• WHAT YOU SHOULD DO: List every line of the listing below that contains the word "notebook", copying each such line in full.

• RECORDS FOR THIS TASK:
_ _ _ _ _ _ _

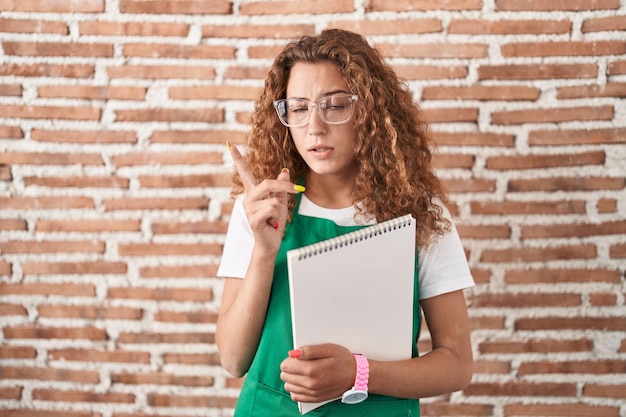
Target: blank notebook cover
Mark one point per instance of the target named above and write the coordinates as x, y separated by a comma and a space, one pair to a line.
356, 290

_ _ _ _ _ _ _

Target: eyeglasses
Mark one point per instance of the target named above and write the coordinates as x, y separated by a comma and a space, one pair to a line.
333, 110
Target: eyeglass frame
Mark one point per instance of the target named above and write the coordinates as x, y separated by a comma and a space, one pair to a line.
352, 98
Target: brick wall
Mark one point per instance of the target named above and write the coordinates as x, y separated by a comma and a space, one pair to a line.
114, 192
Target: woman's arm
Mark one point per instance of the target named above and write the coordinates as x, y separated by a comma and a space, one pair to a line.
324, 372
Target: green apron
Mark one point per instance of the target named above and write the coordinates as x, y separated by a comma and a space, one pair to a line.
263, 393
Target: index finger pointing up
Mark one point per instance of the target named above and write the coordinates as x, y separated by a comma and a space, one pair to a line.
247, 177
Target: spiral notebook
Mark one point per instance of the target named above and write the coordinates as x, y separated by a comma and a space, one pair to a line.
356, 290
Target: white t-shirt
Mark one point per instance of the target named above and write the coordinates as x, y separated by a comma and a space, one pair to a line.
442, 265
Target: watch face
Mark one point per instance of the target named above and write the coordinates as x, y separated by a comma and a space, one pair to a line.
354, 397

_ _ _ _ _ _ _

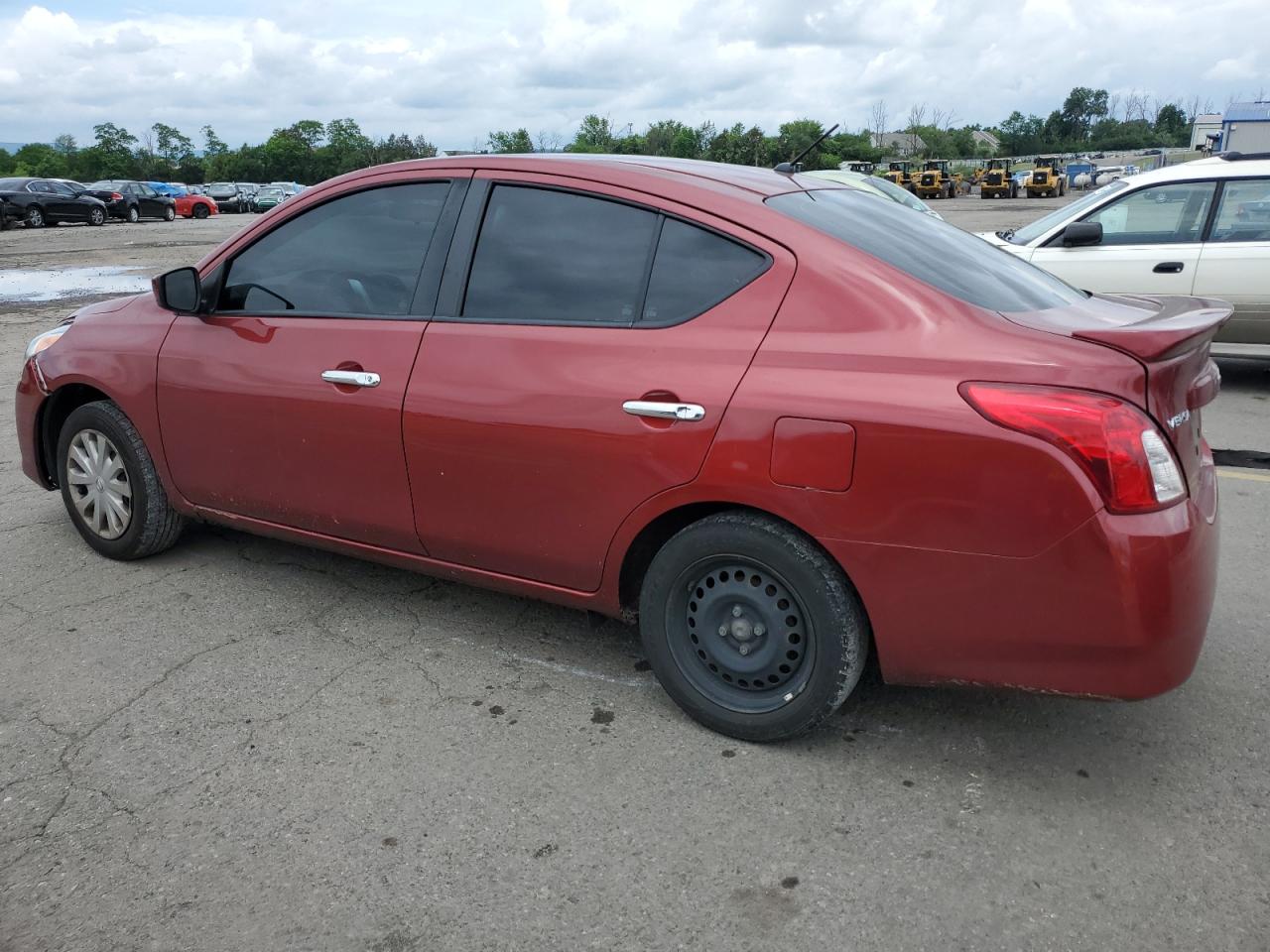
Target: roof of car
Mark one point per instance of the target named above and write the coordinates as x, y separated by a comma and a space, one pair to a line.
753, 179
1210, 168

_ _ _ _ _ _ _

• SOLVED EXERCISE:
Target: blank notebook cover
Target: spiral notebook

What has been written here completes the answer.